AIM OF THE EXERCISE: Scan the listing for the word "statue" and report every line that contains it.

=== Section Start ===

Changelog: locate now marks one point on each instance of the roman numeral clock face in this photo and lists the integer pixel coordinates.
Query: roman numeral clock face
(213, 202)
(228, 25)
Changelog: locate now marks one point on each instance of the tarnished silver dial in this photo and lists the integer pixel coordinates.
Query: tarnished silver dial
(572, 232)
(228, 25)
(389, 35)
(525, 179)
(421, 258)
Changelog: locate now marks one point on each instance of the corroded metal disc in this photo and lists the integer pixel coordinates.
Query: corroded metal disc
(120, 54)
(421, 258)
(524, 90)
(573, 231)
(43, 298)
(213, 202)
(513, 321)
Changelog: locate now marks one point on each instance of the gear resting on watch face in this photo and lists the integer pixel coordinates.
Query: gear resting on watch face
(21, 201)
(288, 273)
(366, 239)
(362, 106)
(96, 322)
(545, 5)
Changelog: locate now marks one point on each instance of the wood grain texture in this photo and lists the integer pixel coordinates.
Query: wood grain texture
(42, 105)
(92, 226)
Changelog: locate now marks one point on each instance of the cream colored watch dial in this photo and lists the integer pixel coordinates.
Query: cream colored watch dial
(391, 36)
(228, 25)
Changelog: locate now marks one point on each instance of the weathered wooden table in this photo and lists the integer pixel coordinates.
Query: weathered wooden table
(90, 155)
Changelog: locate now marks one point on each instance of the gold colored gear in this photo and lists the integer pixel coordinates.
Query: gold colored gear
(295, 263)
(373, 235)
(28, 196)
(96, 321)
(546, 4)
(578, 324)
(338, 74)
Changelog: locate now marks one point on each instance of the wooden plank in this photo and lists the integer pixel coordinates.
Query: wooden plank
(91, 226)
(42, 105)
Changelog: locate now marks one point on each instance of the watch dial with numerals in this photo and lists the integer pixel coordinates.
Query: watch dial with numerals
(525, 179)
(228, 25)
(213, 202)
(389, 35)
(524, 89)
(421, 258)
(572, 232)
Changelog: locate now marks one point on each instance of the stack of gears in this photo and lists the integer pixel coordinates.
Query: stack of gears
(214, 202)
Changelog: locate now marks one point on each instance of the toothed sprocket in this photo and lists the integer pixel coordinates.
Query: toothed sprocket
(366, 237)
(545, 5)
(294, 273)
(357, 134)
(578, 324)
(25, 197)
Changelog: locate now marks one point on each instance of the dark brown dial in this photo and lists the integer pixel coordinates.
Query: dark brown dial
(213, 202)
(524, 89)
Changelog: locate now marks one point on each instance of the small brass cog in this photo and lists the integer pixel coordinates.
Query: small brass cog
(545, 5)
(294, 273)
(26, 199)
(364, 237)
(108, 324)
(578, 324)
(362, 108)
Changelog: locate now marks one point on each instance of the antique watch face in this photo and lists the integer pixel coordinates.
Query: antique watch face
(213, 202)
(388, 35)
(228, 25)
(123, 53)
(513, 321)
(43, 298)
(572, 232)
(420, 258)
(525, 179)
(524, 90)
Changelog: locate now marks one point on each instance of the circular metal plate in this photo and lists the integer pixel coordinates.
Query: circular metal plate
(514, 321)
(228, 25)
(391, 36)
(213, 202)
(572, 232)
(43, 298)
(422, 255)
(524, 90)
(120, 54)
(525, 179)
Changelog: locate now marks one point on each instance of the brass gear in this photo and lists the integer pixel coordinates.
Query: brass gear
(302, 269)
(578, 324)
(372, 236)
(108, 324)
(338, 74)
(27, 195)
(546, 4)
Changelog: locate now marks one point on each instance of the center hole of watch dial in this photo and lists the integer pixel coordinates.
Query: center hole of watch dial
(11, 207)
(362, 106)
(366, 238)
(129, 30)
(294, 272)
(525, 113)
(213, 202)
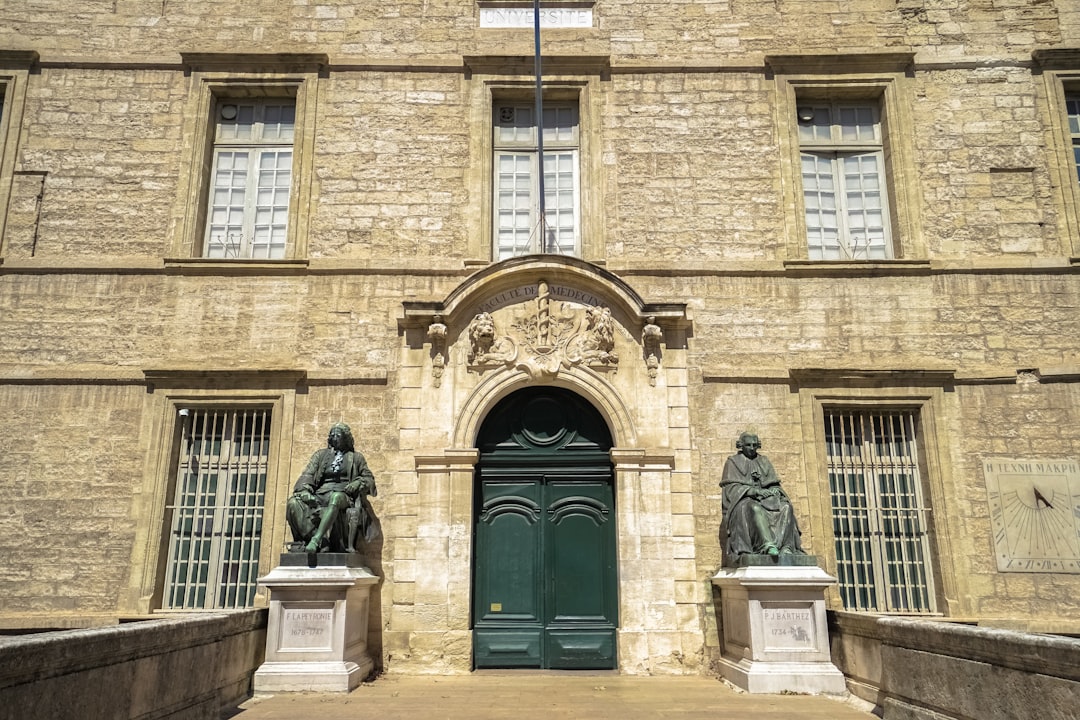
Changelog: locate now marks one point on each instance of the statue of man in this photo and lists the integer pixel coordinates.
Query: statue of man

=== Section End ===

RESPONSE:
Changelog: locate now marks one point on each instance of the statue of man in this photo and lists the integer pixel coordinates.
Query: statue of man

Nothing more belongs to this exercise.